**Problem to work on**
Gather every line of the data below that contains the string "autumn" and list those lines. Case counts.

^^^^^^^^

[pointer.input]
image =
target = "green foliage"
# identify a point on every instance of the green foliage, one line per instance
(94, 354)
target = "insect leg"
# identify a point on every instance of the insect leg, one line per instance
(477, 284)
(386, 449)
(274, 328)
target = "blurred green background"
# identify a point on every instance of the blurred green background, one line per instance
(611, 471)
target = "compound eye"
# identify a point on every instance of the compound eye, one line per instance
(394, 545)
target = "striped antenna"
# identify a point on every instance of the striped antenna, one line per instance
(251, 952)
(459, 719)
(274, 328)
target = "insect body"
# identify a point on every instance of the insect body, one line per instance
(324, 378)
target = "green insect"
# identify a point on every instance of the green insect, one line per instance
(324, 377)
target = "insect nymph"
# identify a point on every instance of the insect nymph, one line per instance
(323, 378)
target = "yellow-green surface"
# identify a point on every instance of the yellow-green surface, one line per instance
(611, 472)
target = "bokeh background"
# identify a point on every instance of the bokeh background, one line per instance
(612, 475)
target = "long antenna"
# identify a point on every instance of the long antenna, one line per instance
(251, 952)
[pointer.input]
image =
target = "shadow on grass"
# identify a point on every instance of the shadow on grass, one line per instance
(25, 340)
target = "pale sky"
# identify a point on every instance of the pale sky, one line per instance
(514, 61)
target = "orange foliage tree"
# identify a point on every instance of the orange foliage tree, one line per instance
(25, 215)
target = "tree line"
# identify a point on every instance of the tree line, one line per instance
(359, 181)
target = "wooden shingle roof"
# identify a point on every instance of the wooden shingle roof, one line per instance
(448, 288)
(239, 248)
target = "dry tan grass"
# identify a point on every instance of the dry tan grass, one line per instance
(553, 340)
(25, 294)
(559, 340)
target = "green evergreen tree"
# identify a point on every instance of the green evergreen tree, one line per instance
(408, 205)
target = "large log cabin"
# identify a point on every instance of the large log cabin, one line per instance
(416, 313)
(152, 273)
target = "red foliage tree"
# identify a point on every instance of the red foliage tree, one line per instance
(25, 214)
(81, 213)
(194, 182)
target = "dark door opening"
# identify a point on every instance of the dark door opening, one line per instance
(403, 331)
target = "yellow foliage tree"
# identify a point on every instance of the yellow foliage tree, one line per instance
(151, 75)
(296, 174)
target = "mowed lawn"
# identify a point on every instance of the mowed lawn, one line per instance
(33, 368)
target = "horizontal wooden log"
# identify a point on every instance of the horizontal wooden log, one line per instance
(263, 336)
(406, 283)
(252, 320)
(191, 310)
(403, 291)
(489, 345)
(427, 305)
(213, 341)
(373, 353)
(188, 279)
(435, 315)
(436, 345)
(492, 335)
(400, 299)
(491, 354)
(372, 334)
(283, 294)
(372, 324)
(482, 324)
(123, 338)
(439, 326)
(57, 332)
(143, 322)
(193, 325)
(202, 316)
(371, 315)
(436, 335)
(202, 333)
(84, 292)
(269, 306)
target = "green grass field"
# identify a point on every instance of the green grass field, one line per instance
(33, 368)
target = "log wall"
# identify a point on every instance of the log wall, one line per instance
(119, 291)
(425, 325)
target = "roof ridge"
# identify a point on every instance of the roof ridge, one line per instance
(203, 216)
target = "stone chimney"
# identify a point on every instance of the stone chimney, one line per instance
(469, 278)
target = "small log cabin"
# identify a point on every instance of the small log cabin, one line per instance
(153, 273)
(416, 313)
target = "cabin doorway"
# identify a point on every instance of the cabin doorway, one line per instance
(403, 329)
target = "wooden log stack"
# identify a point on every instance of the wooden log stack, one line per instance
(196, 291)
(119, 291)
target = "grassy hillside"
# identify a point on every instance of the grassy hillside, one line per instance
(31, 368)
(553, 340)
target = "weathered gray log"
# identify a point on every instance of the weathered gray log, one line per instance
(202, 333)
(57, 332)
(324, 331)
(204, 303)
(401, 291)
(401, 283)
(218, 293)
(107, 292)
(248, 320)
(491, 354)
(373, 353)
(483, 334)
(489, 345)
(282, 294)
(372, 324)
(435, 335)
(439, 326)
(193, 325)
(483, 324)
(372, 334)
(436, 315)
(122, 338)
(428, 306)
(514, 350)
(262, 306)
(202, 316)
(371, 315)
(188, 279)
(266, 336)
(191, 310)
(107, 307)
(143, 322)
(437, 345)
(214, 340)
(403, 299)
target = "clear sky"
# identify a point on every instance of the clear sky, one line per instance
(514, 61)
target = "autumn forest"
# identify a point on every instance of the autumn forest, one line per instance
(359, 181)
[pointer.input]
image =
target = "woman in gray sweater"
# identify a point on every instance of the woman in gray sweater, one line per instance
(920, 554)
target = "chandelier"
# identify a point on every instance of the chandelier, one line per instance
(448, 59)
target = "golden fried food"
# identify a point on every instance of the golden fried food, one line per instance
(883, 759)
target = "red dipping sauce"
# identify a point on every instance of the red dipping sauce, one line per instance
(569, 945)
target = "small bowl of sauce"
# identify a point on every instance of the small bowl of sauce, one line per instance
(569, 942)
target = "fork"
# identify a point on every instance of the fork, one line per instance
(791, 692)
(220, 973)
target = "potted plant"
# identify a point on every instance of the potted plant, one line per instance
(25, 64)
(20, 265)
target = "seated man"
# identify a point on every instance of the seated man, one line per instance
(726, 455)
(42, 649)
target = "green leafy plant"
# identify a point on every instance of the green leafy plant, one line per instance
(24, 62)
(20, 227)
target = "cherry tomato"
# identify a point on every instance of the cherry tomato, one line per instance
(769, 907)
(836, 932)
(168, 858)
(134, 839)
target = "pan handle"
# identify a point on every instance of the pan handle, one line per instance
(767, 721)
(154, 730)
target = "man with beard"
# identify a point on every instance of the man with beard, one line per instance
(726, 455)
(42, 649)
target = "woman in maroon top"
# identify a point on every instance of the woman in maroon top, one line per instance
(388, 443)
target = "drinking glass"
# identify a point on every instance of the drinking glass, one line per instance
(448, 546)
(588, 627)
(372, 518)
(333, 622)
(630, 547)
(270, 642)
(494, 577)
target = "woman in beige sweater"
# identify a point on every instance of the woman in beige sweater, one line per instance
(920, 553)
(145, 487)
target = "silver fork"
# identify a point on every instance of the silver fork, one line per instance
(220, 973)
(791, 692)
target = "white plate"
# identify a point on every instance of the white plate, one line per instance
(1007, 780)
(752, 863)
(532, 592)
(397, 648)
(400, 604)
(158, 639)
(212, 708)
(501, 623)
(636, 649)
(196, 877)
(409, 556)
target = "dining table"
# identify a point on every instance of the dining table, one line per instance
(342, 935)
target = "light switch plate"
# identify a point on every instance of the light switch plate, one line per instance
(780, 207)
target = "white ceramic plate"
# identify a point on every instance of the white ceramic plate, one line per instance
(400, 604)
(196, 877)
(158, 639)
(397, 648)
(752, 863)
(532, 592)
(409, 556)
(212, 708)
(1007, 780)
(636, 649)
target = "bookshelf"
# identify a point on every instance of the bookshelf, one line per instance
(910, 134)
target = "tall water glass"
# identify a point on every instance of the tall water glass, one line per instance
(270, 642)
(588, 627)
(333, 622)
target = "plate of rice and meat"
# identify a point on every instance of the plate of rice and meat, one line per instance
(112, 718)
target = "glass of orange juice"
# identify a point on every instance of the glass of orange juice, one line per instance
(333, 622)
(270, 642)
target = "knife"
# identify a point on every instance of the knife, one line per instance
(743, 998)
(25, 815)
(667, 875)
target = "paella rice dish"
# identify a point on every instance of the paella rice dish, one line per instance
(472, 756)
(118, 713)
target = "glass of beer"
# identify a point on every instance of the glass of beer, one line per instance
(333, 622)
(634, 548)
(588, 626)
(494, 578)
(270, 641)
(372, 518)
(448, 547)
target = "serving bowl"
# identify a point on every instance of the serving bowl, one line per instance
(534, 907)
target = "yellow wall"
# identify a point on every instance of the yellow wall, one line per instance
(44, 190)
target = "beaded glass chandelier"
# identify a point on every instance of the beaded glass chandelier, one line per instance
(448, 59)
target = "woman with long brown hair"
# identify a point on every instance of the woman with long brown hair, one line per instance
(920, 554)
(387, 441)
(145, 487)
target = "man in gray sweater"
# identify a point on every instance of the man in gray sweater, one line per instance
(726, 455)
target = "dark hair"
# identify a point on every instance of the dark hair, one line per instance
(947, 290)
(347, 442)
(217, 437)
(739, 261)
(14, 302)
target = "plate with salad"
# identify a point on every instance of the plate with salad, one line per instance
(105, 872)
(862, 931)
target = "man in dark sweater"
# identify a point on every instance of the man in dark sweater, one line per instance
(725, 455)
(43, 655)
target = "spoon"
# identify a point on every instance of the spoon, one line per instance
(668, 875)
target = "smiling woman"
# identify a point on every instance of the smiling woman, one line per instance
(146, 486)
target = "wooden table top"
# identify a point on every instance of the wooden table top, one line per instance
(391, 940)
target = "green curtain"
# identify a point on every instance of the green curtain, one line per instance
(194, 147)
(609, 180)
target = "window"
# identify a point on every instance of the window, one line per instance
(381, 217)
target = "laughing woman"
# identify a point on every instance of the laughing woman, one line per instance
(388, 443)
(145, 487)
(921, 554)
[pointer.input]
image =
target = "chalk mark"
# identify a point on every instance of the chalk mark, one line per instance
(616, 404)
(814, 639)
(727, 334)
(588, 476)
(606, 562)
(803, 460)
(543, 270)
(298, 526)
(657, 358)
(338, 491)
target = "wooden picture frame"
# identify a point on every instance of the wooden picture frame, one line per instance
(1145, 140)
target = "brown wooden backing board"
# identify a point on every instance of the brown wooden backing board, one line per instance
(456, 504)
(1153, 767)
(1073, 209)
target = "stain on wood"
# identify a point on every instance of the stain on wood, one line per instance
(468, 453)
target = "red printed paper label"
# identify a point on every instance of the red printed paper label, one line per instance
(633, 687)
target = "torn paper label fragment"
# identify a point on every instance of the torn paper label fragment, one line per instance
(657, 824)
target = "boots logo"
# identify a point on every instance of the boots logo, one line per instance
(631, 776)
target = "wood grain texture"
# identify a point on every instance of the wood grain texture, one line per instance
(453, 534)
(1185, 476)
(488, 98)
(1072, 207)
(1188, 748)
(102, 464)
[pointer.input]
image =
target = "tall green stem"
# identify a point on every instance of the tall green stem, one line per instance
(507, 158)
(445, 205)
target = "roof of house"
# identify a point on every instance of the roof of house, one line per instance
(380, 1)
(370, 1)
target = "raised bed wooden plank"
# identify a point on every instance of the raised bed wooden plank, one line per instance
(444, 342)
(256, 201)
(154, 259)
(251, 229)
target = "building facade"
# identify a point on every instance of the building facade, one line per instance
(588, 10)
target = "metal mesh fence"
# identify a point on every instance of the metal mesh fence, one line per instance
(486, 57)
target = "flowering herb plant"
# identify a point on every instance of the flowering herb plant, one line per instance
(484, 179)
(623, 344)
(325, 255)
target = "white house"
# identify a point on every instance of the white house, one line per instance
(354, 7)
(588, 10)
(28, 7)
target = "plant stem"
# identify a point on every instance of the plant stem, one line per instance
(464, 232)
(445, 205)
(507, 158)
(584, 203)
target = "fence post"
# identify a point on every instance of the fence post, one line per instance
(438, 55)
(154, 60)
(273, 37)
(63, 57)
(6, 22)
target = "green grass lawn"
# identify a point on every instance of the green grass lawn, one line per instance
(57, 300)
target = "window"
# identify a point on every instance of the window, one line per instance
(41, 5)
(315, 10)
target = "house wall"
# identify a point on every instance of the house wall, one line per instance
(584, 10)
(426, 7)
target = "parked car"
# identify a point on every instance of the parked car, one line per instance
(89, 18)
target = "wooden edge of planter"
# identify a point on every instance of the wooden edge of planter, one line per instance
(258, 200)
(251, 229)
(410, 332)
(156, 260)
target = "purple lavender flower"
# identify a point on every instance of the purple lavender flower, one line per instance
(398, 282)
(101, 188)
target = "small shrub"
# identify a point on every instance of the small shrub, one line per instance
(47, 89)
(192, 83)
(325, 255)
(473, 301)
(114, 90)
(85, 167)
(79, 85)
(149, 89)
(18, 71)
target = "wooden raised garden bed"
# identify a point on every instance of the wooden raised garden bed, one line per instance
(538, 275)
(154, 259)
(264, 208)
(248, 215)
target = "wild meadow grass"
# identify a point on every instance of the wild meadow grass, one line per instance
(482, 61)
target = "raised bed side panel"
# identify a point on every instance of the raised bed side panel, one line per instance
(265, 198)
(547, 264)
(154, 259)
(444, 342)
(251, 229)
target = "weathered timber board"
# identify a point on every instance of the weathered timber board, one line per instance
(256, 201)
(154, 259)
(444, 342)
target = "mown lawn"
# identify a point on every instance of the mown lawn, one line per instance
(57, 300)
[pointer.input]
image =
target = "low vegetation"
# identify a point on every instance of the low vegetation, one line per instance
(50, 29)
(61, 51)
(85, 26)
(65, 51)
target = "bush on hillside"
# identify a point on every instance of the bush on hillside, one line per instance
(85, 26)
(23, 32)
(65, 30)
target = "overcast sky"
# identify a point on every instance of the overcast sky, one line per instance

^^^^^^^^

**Task solution**
target = "autumn forest"
# identify a point on every instance of the autumn forest, one line per instance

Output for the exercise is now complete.